TASK DETAILS: Reproduce word for word the stretch from "As the name" through "your expectations clearly." in the article on pre-publication readers.

TEXT SHOWN:

You’ve probably heard more than once that beta readers and/or ARC readers are critical to the self-publishing process. Adding to the confusion, you may hear talk of using alpha readers too. 

What’s the difference between all these reader types? Do you need beta readers and ARC readers? And if so, where on earth do you find them? 

You’ll find the answers to each of these questions in this week’s post on how (and why) to engage different types of readers as part of your self-publishing process.

Pre-publication reader types: an overview

Let’s start with an overview of the three different reader types we mentioned above, what differentiates them, and how to use them.

Alpha readers

As the name implies, alpha readers will be the first people to read your book. More than likely, they’ll read it when it’s still a work in progress. Authors will often call in alpha readers as a sort of “gut check” to make sure their book is on the right track.

At this stage, pick someone who knows your work (and you) well and can identify any trouble spots before you send your manuscript to a professional editor. Many authors will ask their partner or a close friend to perform this task. Choose alpha readers wisely, as the job is not for the faint of heart. Very likely, you’ve spent months or even years writing your book, and you might feel a bit sensitive about feedback, so communicate your expectations clearly.

Not all authors use alpha readers, but it’s a good way to save time and money during the editing process. The goal is to spot major issues that would trip up an editor and prompt a rewrite: giant plot holes, inconsistent actions by a beloved character, sections that simply aren’t working, etc. 

Beta readers

Beta readers dive into your book when it’s nearly done—meaning, after you’ve completed at least a self-editing step, if not a few rounds of professional editing. The timing you choose depends on your goals; if you’re looking for high-level feedback about the overall plot (a story edit), you may want to get some beta readers in before you send your manuscript to an editor. If you simply want a final polish before publication, you can bring in beta readers after most editing rounds are complete. 

The job of a beta reader is to provide feedback on your book, whether at a high level or by getting into the weeds and spotting any typos or incongruencies in the text. Beta readers are essentially unpaid volunteers—often, they’re fans who love your work so much that they are happy to read an early version in exchange for feedback.

RECORDED INFORMATION:

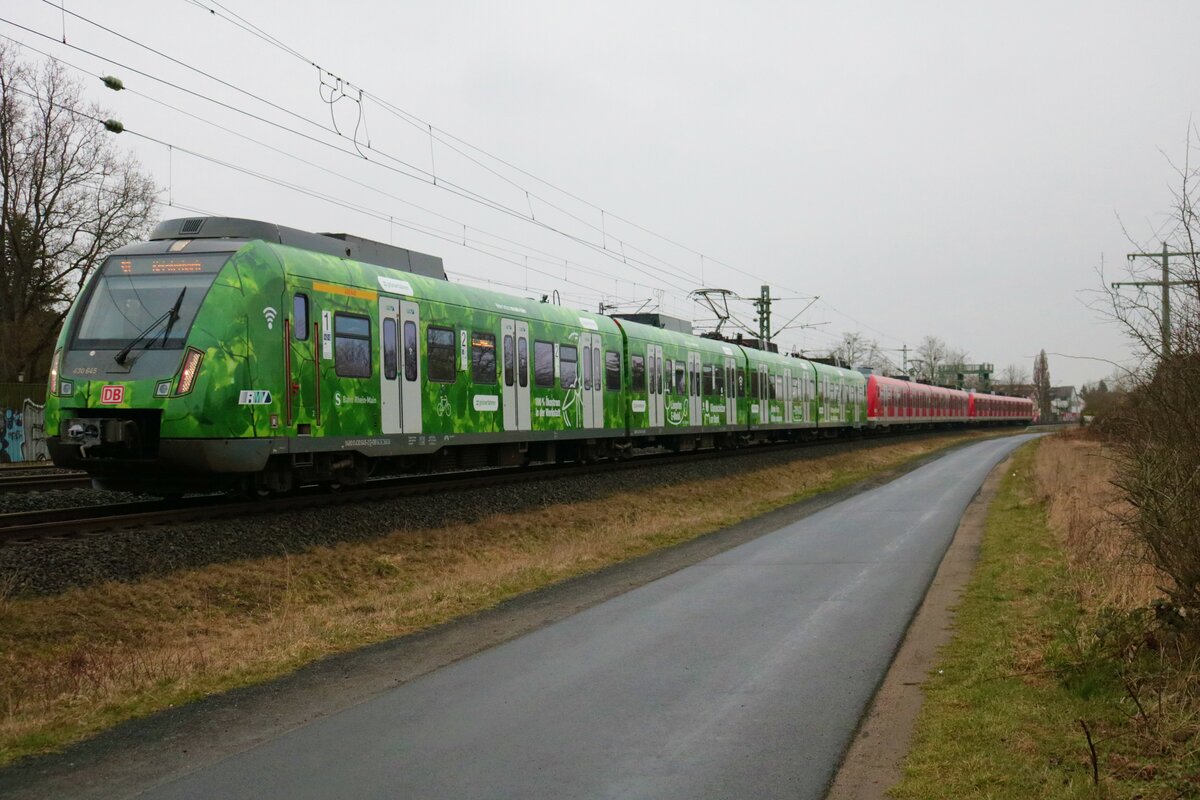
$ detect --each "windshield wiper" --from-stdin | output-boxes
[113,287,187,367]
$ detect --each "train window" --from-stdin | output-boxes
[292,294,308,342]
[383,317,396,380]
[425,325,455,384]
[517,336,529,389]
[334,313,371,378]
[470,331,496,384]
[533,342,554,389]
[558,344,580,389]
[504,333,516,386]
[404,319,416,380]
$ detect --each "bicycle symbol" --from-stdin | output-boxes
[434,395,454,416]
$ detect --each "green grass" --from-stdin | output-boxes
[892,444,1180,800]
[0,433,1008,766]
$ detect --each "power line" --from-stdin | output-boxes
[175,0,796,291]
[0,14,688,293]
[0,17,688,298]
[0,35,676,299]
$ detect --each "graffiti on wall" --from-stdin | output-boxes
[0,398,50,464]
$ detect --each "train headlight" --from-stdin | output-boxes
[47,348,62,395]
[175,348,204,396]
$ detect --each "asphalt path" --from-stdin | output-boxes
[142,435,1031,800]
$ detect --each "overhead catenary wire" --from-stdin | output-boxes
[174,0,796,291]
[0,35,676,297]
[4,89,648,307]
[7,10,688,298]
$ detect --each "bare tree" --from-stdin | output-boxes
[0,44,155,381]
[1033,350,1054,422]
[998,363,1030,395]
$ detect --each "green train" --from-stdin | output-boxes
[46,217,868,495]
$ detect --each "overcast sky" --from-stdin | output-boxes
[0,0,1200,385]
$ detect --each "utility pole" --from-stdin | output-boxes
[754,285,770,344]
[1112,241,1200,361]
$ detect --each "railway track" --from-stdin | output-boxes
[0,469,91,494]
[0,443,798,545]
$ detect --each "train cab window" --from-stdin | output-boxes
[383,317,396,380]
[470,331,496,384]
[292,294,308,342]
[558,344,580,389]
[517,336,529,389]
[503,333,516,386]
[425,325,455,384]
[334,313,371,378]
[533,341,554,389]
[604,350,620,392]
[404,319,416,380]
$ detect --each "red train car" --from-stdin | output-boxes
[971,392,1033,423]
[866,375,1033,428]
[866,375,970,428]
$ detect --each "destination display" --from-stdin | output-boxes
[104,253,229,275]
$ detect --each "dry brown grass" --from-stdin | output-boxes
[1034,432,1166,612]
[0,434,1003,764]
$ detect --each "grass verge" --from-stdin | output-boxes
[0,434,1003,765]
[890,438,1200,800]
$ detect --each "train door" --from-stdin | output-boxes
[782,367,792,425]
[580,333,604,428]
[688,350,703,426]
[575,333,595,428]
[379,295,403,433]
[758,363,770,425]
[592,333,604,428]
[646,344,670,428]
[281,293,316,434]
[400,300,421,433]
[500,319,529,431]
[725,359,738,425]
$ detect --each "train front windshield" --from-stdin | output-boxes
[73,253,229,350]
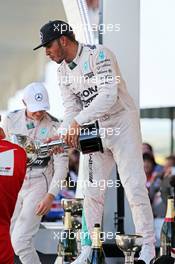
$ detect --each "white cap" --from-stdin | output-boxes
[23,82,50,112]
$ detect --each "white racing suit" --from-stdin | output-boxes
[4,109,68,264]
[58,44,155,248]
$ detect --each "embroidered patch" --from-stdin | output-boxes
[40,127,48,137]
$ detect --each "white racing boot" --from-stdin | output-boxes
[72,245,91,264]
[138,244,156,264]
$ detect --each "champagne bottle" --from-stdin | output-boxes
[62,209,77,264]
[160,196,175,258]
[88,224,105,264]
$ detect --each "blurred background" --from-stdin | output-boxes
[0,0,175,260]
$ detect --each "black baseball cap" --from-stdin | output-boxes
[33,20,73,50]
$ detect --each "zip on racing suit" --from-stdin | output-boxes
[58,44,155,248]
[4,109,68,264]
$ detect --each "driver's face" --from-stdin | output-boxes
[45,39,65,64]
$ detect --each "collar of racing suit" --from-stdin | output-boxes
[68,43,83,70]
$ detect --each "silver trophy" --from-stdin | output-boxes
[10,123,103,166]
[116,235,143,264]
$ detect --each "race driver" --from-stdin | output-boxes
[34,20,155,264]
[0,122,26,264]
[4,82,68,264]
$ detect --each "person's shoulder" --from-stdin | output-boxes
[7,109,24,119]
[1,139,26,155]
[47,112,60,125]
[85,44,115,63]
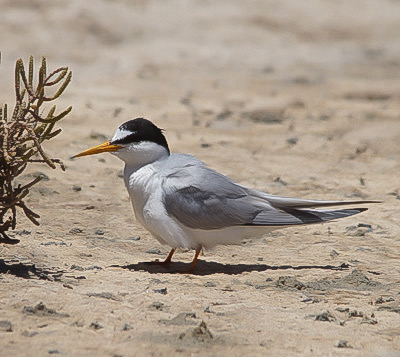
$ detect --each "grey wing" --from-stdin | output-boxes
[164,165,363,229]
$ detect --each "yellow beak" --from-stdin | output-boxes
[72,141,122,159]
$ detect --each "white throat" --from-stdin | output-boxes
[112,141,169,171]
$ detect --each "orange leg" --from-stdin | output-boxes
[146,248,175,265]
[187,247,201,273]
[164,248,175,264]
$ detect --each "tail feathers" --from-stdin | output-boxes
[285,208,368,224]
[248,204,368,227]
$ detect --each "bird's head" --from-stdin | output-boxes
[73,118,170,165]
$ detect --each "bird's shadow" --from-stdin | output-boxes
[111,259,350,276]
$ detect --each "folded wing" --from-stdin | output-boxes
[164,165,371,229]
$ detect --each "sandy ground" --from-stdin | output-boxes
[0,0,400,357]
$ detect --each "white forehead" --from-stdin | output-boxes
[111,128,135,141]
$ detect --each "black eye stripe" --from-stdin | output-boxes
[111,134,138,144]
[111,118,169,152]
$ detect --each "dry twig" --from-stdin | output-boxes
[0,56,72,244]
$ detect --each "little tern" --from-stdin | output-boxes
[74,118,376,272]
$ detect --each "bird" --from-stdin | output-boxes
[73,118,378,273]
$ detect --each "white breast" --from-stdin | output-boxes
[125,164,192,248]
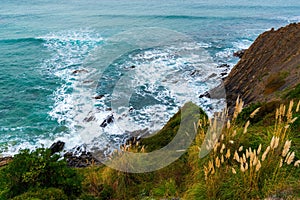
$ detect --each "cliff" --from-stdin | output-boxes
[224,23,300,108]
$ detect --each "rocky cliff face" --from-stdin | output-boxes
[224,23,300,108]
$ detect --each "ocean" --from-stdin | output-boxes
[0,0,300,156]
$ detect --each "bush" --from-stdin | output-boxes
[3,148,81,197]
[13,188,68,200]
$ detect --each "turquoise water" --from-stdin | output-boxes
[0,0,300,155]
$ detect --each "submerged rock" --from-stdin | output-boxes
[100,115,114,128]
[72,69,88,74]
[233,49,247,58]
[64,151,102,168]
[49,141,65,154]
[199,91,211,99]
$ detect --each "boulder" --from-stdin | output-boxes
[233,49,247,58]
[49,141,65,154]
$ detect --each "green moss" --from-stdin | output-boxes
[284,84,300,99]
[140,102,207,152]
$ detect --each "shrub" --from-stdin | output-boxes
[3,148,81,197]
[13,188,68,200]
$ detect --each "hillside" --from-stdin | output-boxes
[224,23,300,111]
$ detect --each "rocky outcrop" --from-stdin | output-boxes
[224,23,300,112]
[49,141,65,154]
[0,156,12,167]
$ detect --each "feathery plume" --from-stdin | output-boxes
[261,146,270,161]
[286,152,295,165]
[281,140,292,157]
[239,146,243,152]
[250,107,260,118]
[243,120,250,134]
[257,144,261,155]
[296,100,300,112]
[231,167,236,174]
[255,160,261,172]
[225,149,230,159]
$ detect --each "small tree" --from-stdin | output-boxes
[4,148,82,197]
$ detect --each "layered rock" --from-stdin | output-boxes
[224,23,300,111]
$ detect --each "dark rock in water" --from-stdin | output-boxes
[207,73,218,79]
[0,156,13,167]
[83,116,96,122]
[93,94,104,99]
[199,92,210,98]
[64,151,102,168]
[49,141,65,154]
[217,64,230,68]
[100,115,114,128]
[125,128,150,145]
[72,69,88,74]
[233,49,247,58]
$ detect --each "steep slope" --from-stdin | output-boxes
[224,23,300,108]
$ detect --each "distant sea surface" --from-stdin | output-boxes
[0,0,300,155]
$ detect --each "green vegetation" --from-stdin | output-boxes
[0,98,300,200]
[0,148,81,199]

PROBLEM SOLUTION:
As the name implies, alpha readers will be the first people to read your book. More than likely, they’ll read it when it’s still a work in progress. Authors will often call in alpha readers as a sort of “gut check” to make sure their book is on the right track.

At this stage, pick someone who knows your work (and you) well and can identify any trouble spots before you send your manuscript to a professional editor. Many authors will ask their partner or a close friend to perform this task. Choose alpha readers wisely, as the job is not for the faint of heart. Very likely, you’ve spent months or even years writing your book, and you might feel a bit sensitive about feedback, so communicate your expectations clearly.